# How to complete this task
Please give the records below back in full, exactly as shown.

# Data for this exercise
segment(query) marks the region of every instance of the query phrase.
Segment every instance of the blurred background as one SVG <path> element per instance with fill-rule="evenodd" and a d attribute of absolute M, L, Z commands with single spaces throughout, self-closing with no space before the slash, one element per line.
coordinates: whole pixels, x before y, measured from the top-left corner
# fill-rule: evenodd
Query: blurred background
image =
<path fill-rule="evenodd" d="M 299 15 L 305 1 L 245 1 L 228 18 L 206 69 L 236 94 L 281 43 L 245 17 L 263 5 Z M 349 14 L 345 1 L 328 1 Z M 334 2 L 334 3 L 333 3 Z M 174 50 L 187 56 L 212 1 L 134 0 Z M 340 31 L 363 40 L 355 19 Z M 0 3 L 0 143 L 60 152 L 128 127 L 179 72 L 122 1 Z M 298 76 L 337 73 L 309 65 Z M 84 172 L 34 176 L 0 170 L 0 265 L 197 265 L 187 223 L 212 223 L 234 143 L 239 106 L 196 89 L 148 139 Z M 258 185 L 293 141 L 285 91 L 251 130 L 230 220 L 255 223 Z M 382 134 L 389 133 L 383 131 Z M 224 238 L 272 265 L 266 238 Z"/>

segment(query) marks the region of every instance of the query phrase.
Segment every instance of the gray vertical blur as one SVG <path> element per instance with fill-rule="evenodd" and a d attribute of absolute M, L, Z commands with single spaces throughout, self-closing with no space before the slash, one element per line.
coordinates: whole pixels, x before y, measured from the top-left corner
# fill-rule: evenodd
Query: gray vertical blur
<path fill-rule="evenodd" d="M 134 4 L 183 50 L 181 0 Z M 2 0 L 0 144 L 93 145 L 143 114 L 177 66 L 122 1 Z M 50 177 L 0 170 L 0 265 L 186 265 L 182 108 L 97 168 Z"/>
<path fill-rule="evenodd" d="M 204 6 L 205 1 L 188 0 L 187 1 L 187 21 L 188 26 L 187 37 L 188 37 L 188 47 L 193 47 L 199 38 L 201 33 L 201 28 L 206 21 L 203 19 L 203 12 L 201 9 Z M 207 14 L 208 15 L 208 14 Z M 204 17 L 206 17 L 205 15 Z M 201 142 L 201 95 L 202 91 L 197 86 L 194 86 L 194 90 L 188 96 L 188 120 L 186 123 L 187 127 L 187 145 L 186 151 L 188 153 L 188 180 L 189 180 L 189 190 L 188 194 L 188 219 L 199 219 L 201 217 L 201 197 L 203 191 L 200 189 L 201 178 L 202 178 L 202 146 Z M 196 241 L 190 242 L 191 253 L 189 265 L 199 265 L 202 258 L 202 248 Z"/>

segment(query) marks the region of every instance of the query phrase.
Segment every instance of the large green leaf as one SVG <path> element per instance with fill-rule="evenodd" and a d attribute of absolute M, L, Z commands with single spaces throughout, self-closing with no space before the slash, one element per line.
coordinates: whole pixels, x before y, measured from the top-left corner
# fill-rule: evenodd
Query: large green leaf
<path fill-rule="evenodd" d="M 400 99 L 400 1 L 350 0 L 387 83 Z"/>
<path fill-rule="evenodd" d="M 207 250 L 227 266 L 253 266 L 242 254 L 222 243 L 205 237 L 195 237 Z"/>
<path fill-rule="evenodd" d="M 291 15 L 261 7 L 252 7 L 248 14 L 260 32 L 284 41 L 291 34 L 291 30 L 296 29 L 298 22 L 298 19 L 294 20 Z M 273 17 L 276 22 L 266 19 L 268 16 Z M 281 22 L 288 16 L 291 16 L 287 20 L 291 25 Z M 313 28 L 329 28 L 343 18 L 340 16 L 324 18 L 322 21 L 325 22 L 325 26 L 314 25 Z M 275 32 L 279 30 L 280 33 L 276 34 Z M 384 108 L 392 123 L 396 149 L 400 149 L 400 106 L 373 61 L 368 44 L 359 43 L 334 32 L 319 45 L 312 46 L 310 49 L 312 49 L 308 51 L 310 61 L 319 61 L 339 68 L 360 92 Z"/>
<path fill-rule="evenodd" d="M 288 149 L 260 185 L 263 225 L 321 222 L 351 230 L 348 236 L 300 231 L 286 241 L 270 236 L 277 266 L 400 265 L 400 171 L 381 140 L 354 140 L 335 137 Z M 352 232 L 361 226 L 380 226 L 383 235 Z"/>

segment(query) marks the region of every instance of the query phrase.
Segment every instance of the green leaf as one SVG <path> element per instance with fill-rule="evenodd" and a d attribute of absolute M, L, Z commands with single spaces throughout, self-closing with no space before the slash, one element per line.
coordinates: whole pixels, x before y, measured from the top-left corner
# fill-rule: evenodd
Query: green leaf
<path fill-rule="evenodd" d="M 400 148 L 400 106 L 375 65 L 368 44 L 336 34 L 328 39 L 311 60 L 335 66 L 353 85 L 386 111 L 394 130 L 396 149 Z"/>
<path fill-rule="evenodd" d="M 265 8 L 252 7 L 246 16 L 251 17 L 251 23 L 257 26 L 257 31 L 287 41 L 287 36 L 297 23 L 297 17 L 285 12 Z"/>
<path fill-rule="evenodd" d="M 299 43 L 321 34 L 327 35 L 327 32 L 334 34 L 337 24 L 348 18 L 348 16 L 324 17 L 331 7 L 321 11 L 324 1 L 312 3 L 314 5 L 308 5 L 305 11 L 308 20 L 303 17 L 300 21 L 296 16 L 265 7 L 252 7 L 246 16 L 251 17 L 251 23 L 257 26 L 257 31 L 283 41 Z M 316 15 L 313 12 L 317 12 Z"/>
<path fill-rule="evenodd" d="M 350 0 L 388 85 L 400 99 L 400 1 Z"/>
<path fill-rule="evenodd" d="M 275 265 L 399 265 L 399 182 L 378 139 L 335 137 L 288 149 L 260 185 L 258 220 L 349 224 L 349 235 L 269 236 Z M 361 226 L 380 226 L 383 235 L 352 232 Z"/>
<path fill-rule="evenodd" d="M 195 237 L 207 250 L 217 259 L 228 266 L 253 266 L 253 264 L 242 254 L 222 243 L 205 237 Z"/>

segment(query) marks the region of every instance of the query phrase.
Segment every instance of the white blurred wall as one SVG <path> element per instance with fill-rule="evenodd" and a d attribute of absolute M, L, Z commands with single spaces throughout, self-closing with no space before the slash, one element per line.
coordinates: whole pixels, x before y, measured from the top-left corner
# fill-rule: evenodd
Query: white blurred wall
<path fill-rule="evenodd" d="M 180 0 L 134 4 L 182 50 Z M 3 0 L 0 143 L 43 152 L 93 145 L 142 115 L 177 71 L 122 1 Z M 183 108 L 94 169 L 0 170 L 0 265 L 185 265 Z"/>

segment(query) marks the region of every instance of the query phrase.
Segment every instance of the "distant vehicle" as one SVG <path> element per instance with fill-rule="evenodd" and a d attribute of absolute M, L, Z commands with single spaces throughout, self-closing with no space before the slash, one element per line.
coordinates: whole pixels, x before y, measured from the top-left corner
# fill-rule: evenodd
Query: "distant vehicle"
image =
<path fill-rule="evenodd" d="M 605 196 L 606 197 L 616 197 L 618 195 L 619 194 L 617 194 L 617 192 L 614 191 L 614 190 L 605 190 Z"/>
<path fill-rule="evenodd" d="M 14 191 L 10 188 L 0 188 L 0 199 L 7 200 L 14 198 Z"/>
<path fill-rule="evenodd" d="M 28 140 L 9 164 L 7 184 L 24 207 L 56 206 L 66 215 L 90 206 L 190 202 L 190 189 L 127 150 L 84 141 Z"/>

# Solution for this task
segment(query) marks the region of every instance of the query phrase.
Segment every instance of the blurred background as one SVG <path> element per instance with fill-rule="evenodd" and a d attribute of absolute M, L, Z commands with single spaces throughout, self-closing with no space before the slash, one element per line.
coordinates: whole pixels, x before y, measured from the top-left corner
# fill-rule: evenodd
Query: blurred background
image =
<path fill-rule="evenodd" d="M 299 15 L 305 1 L 245 1 L 228 18 L 206 69 L 236 94 L 281 43 L 245 17 L 263 5 Z M 349 14 L 345 1 L 328 1 Z M 334 2 L 334 3 L 333 3 Z M 174 50 L 187 56 L 212 1 L 134 0 Z M 340 31 L 363 40 L 355 19 Z M 0 3 L 0 143 L 60 152 L 128 127 L 179 72 L 122 1 Z M 298 76 L 337 73 L 309 65 Z M 84 172 L 34 176 L 0 170 L 0 265 L 197 265 L 187 223 L 212 223 L 234 143 L 239 106 L 196 89 L 148 139 Z M 258 185 L 293 141 L 285 91 L 251 130 L 230 220 L 255 223 Z M 382 134 L 389 133 L 383 131 Z M 224 238 L 272 265 L 266 238 Z"/>

segment(query) marks the region of every instance of the query phrase.
Segment every instance of the gray vertical blur as one SVG <path> element per instance with fill-rule="evenodd" and a d attribute of absolute M, L, Z commands with single spaces throughout, self-closing with no space before the slash, one element per line.
coordinates: whole pixels, x before y, measured from the top-left corner
# fill-rule: evenodd
Query: gray vertical blur
<path fill-rule="evenodd" d="M 134 4 L 183 50 L 181 0 Z M 2 0 L 0 144 L 93 145 L 143 114 L 177 66 L 122 1 Z M 50 177 L 0 170 L 0 265 L 186 265 L 182 108 L 97 168 Z"/>
<path fill-rule="evenodd" d="M 204 6 L 205 1 L 188 0 L 187 1 L 187 21 L 188 26 L 187 37 L 188 37 L 188 47 L 193 47 L 199 38 L 201 33 L 201 28 L 206 21 L 203 19 L 203 12 L 201 9 Z M 207 14 L 208 15 L 208 14 Z M 204 17 L 206 17 L 205 15 Z M 201 142 L 201 95 L 202 91 L 197 86 L 194 86 L 194 90 L 188 96 L 188 120 L 186 123 L 187 127 L 187 145 L 186 151 L 188 153 L 188 180 L 189 180 L 189 190 L 188 194 L 188 219 L 199 219 L 201 217 L 201 197 L 203 191 L 200 189 L 201 178 L 202 178 L 202 146 Z M 196 241 L 190 242 L 191 253 L 189 265 L 199 265 L 202 258 L 202 248 Z"/>

segment(query) marks the region of every instance of the query phrase.
Segment every instance of the large green leaf as one SVG <path> element per instance with fill-rule="evenodd" and a d attribute of absolute M, L, Z commands with single spaces throughout, self-closing with no space before the slash, one element per line.
coordinates: whole pixels, x before y, measured from the top-left corner
# fill-rule: evenodd
Query: large green leaf
<path fill-rule="evenodd" d="M 400 99 L 400 1 L 350 0 L 387 83 Z"/>
<path fill-rule="evenodd" d="M 207 250 L 227 266 L 253 266 L 242 254 L 222 243 L 205 237 L 195 237 Z"/>
<path fill-rule="evenodd" d="M 291 15 L 261 7 L 252 7 L 248 14 L 260 32 L 284 41 L 291 34 L 291 30 L 296 29 L 298 22 L 298 19 L 294 20 Z M 273 17 L 276 22 L 266 19 L 268 16 Z M 281 22 L 288 16 L 291 16 L 287 20 L 291 25 Z M 313 28 L 329 28 L 343 18 L 340 16 L 324 18 L 322 21 L 325 22 L 325 26 L 314 25 Z M 275 32 L 279 30 L 280 33 L 276 34 Z M 384 108 L 392 123 L 396 149 L 400 149 L 400 106 L 373 61 L 368 44 L 359 43 L 334 32 L 319 45 L 312 46 L 310 49 L 312 49 L 308 51 L 310 61 L 319 61 L 339 68 L 360 92 Z"/>
<path fill-rule="evenodd" d="M 288 149 L 260 185 L 263 225 L 321 222 L 351 230 L 348 236 L 300 231 L 286 241 L 270 236 L 277 266 L 400 265 L 400 171 L 381 140 L 354 140 L 335 137 Z M 352 232 L 361 226 L 380 226 L 383 235 Z"/>

segment(query) marks the region of every instance of the query phrase.
Segment every instance of the green leaf as one SVG <path> element per instance with fill-rule="evenodd" and a d attribute of absolute M, L, Z commands with single spaces throughout, self-closing with no space before the slash, one element per line.
coordinates: whole pixels, x before y, measured from the top-left corner
# fill-rule: evenodd
Query: green leaf
<path fill-rule="evenodd" d="M 400 148 L 400 106 L 375 65 L 368 44 L 336 34 L 328 39 L 311 60 L 335 66 L 353 85 L 386 111 L 394 130 L 396 149 Z"/>
<path fill-rule="evenodd" d="M 265 8 L 252 7 L 246 16 L 251 17 L 251 23 L 257 26 L 257 31 L 287 41 L 287 36 L 297 23 L 297 17 L 285 12 Z"/>
<path fill-rule="evenodd" d="M 299 43 L 321 34 L 327 35 L 327 32 L 334 34 L 337 24 L 348 18 L 348 16 L 324 17 L 331 7 L 321 11 L 324 1 L 312 3 L 314 5 L 308 5 L 305 11 L 308 20 L 303 17 L 300 21 L 296 16 L 265 7 L 252 7 L 246 16 L 251 17 L 251 23 L 257 26 L 257 31 L 283 41 Z M 316 15 L 313 12 L 317 12 Z"/>
<path fill-rule="evenodd" d="M 350 0 L 388 85 L 400 99 L 400 1 Z"/>
<path fill-rule="evenodd" d="M 275 265 L 399 265 L 399 182 L 378 139 L 335 137 L 288 149 L 260 185 L 258 220 L 349 224 L 349 235 L 269 236 Z M 361 226 L 380 226 L 383 235 L 352 232 Z"/>
<path fill-rule="evenodd" d="M 195 237 L 207 250 L 217 259 L 228 266 L 253 266 L 253 264 L 242 254 L 222 243 L 205 237 Z"/>

segment(query) marks the region of every instance of the query phrase.
Segment every instance of the white blurred wall as one SVG <path> element per instance with fill-rule="evenodd" and a d attribute of absolute M, L, Z commands with single spaces throughout, self-closing with no space before the slash, one element per line.
coordinates: whole pixels, x before y, measured from the top-left corner
# fill-rule: evenodd
Query: white blurred wall
<path fill-rule="evenodd" d="M 180 0 L 134 4 L 182 50 Z M 3 0 L 0 143 L 43 152 L 93 145 L 142 115 L 177 71 L 122 1 Z M 183 108 L 94 169 L 0 170 L 0 265 L 185 265 Z"/>

segment(query) marks the region of every instance of the query phrase.
Segment every instance of the "distant vehicle" as one SVG <path> element per instance with fill-rule="evenodd" and a d attribute of absolute M, L, Z commands with single spaces throughout, self-closing with no space before the slash, one element per line.
coordinates: whole pixels, x before y, measured from the top-left corner
# fill-rule: evenodd
Query: "distant vehicle"
image =
<path fill-rule="evenodd" d="M 605 196 L 606 197 L 616 197 L 618 195 L 619 194 L 617 194 L 617 192 L 614 191 L 614 190 L 605 190 Z"/>
<path fill-rule="evenodd" d="M 14 191 L 10 188 L 0 188 L 0 199 L 7 200 L 14 198 Z"/>
<path fill-rule="evenodd" d="M 28 140 L 9 164 L 7 184 L 24 207 L 56 206 L 66 215 L 90 206 L 190 202 L 190 189 L 127 150 L 84 141 Z"/>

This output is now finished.